■ **Aim of the task**
Reproduce word for word the portion of the passage below about a friend's funeral that runs from "It's hard to" up to and including "and unborn son.".

■ **Extract provided**
The story goes that the bruja's family wanted to have a private funeral and then a friends memorial. Understandable. Similar things were done with both my grandmother and my mother. Granted, burying someone twice, even by way of metaphor, can be trying. But I think it is good to have that bit of privacy, as well as the inclusiveness.
The bruja's definition of family went beyond who she was married to or shared genetic material with. This too is understandable, if you knew her. In our circle, when we were cutting loose, rocket-fueled on either too much intoxicant or too much coffee and too little sleep, I was Dirty Uncle Bob and she was Skanky Aunt Shelly, despite the fact Michelle did not appear anywhere within the mathematics of her given name.
I was really, really, looking forward to teaching her son to address me as Dirty Uncle Bob, but so it goes...
It was two days before the funeral when the gypsy phoned and told me the colonel had invited Sabina and I to the bruja's funeral. There was a limited amount of seats, and he hoped he could accommodate these close friends and the family.
Two days was very short notice, and I told the gypsy that. Both Sabina and I had our respective obligations we were unsure if we could rearrange. My daughter, who had known the bruja since she was six, wanted to pay respects too, and it was unlikely I could have convinced my x-wife to pull our child from school to attend the funeral of one of my weirdo friends. So I declined, passing the message via the gypsy to the colonel to give our seats to one of the blood relatives, we'd go to the friend's memorial. I felt bad about that. I still do. But there was so little I could do otherwise.
It's hard to say exactly who I feel worse for in this situation. Sure, all of us friends knew and loved her, and this is crushing for us. But I think of others, like her first child, who after eighteen years and a for-the-best-adoption was finally getting to know her mother. She was going to see her half-brother be born. The bruja's mother, because common wisdom states you're not supposed to bury your own babies. Then there's the colonel, who not only got out of that accident with minor physical injuries, but is now faced with burying both his wife and unborn son.

■ **Raw data**
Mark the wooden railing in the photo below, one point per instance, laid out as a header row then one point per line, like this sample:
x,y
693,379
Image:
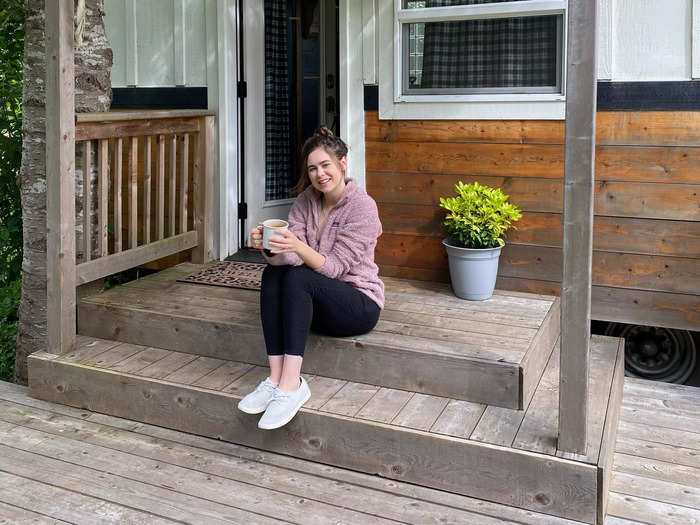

■ **Response below**
It's hard to say exactly who I feel worse for in this situation. Sure, all of us friends knew and loved her, and this is crushing for us. But I think of others, like her first child, who after eighteen years and a for-the-best-adoption was finally getting to know her mother. She was going to see her half-brother be born. The bruja's mother, because common wisdom states you're not supposed to bury your own babies. Then there's the colonel, who not only got out of that accident with minor physical injuries, but is now faced with burying both his wife and unborn son.